[SOURCE MATERIAL Boundary: Start]
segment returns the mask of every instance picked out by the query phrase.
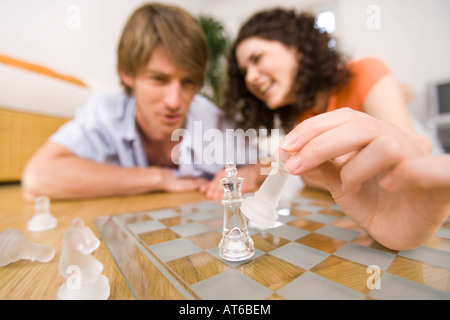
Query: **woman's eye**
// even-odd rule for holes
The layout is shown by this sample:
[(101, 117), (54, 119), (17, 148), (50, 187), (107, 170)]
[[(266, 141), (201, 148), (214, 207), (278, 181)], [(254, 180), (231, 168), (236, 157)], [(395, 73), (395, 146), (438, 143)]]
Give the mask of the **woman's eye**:
[(253, 63), (258, 63), (259, 61), (261, 61), (262, 58), (262, 54), (258, 54), (256, 56), (253, 57)]

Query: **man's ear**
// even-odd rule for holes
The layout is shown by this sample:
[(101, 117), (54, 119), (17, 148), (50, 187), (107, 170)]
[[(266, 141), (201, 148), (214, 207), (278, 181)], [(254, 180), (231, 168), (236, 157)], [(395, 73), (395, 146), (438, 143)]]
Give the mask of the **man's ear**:
[(130, 88), (134, 88), (134, 77), (130, 76), (129, 74), (125, 73), (125, 72), (119, 72), (119, 76), (120, 79), (122, 80), (122, 82), (130, 87)]

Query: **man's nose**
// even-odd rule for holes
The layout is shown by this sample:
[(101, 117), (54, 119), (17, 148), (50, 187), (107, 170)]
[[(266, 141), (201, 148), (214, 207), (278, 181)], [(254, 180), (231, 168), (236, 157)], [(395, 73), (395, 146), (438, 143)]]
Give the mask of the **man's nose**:
[(178, 109), (181, 103), (182, 87), (180, 81), (171, 81), (166, 87), (164, 102), (170, 109)]

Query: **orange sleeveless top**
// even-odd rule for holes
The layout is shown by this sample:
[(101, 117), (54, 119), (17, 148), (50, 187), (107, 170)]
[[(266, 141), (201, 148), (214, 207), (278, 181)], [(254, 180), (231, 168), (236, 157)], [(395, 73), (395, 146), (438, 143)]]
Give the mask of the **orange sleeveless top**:
[[(372, 57), (351, 61), (347, 63), (347, 68), (352, 77), (345, 87), (330, 96), (326, 112), (345, 107), (363, 111), (363, 103), (370, 90), (381, 78), (391, 73), (382, 60)], [(299, 117), (299, 122), (312, 116), (314, 114), (311, 111), (306, 111)]]

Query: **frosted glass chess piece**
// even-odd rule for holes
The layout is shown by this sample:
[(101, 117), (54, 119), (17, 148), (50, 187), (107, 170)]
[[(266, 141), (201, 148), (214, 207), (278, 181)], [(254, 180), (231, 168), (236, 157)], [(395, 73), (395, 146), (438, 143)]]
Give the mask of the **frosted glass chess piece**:
[(59, 273), (66, 278), (56, 293), (58, 300), (106, 300), (109, 281), (102, 275), (103, 265), (91, 256), (100, 245), (91, 229), (80, 218), (64, 232)]
[(55, 249), (28, 240), (22, 230), (6, 229), (0, 233), (0, 267), (21, 259), (48, 262), (55, 256)]
[(236, 165), (225, 166), (225, 178), (220, 180), (225, 191), (223, 233), (219, 243), (219, 256), (228, 261), (242, 261), (254, 254), (253, 240), (248, 234), (247, 220), (241, 213), (243, 178), (237, 177)]
[(241, 206), (242, 213), (258, 226), (272, 228), (278, 218), (278, 202), (289, 173), (284, 163), (288, 153), (282, 153), (278, 161), (272, 162), (272, 169), (255, 195), (246, 198)]
[(50, 198), (37, 197), (34, 201), (34, 216), (27, 223), (30, 232), (41, 232), (56, 228), (57, 220), (50, 213)]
[SOURCE MATERIAL Boundary: End]
THE PROBLEM: No line should appear in the answer except those from the one containing "Query: **frosted glass chess piece**" through the last line of the listing, each retyped exactly.

TASK ANSWER:
Query: **frosted glass chess piece**
// even-odd rule for holes
The layout is shown by this sample:
[(101, 117), (54, 119), (17, 148), (50, 187), (107, 170)]
[[(266, 141), (201, 148), (214, 207), (278, 181)], [(254, 180), (231, 168), (236, 157)], [(395, 73), (395, 146), (438, 143)]]
Give the mask of the **frosted glass chess piece**:
[(59, 273), (66, 278), (56, 293), (58, 300), (106, 300), (109, 281), (102, 275), (103, 265), (91, 256), (100, 245), (91, 229), (80, 218), (64, 232)]
[(55, 249), (28, 240), (22, 230), (6, 229), (0, 233), (0, 267), (21, 259), (48, 262), (55, 256)]
[(236, 165), (225, 166), (225, 178), (220, 180), (225, 191), (223, 233), (219, 243), (219, 256), (228, 261), (242, 261), (254, 254), (253, 240), (248, 234), (247, 220), (241, 213), (243, 178), (237, 177)]
[(241, 206), (242, 213), (258, 226), (272, 228), (278, 218), (278, 202), (289, 173), (284, 163), (288, 153), (282, 153), (278, 161), (272, 162), (272, 169), (255, 195), (246, 198)]
[(50, 198), (37, 197), (34, 201), (34, 216), (27, 223), (30, 232), (41, 232), (56, 228), (57, 220), (50, 213)]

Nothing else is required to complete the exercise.